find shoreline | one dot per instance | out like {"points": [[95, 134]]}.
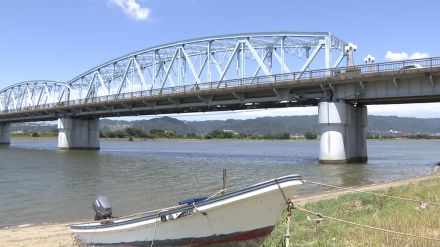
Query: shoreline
{"points": [[58, 234]]}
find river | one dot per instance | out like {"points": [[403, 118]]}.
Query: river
{"points": [[39, 183]]}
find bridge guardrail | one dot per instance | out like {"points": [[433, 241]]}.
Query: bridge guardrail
{"points": [[311, 74]]}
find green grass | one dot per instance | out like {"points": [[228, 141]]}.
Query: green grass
{"points": [[387, 213]]}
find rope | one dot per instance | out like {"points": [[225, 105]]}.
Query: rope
{"points": [[372, 193], [155, 228], [217, 193], [364, 226]]}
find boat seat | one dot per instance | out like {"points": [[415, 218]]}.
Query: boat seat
{"points": [[192, 200]]}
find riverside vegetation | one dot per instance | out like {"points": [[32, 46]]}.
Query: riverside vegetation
{"points": [[367, 209], [172, 134], [138, 133]]}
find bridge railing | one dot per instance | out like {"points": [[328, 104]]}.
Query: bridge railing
{"points": [[311, 74]]}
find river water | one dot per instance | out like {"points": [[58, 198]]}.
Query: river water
{"points": [[39, 183]]}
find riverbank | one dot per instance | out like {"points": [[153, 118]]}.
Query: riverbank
{"points": [[304, 231]]}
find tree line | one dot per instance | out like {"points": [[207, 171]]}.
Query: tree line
{"points": [[132, 132]]}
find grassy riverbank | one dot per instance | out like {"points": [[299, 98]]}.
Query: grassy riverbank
{"points": [[366, 209], [387, 213]]}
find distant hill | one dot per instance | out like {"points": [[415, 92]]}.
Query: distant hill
{"points": [[263, 125]]}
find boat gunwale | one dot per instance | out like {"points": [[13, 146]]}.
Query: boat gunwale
{"points": [[87, 226]]}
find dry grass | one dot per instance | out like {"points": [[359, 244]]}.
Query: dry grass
{"points": [[388, 213]]}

※ ※ ※

◆ WORK ITEM ◆
The whole listing above, word for word: repeat it with the pictures excluded.

◆ RESPONSE ◆
find shoreline | one dot per instance | out like {"points": [[95, 134]]}.
Query: shoreline
{"points": [[58, 234]]}
find river | one dot per instance | out like {"points": [[403, 118]]}.
Query: river
{"points": [[39, 183]]}
find bridge guardrail | one dot per instance | out like {"points": [[433, 241]]}.
Query: bridge guardrail
{"points": [[311, 74]]}
find green grass | one dot per instance | out like {"points": [[228, 141]]}.
Query: green grass
{"points": [[387, 213]]}
find rope | one dot per instance | out like {"points": [[225, 105]]}.
Query: rope
{"points": [[372, 193], [155, 228], [217, 193], [364, 226]]}
find boat seat | one dot per instance | out like {"points": [[415, 218]]}.
Query: boat seat
{"points": [[192, 200]]}
find riverside vegetation | one dot per instance | out like {"points": [[32, 46]]}.
Query: riverside vegetation
{"points": [[367, 209], [172, 134], [138, 133]]}
find bridge railing | one dot per instance | out like {"points": [[328, 104]]}.
Query: bridge railing
{"points": [[311, 74]]}
find river water | one dot per instance | out like {"points": [[58, 198]]}.
Query: river water
{"points": [[39, 183]]}
find riverbank | one dot per instance | out like {"points": [[153, 118]]}.
Query: riverbank
{"points": [[304, 231]]}
find tree line | one dot per instance | out like {"points": [[207, 171]]}.
Query: tree line
{"points": [[132, 132]]}
find grassy riverbank | one dot per instance | out like {"points": [[299, 98]]}.
Query: grassy riverbank
{"points": [[366, 209], [387, 213]]}
find distant hill | one dot per instance | out like {"points": [[415, 92]]}.
Query: distant hill
{"points": [[263, 125]]}
find boat gunwale | one dot per instance | out like {"points": [[13, 146]]}.
Query: boat gunwale
{"points": [[87, 226]]}
find dry grass | one dot per instance | out like {"points": [[359, 244]]}.
Query: dry grass
{"points": [[388, 213]]}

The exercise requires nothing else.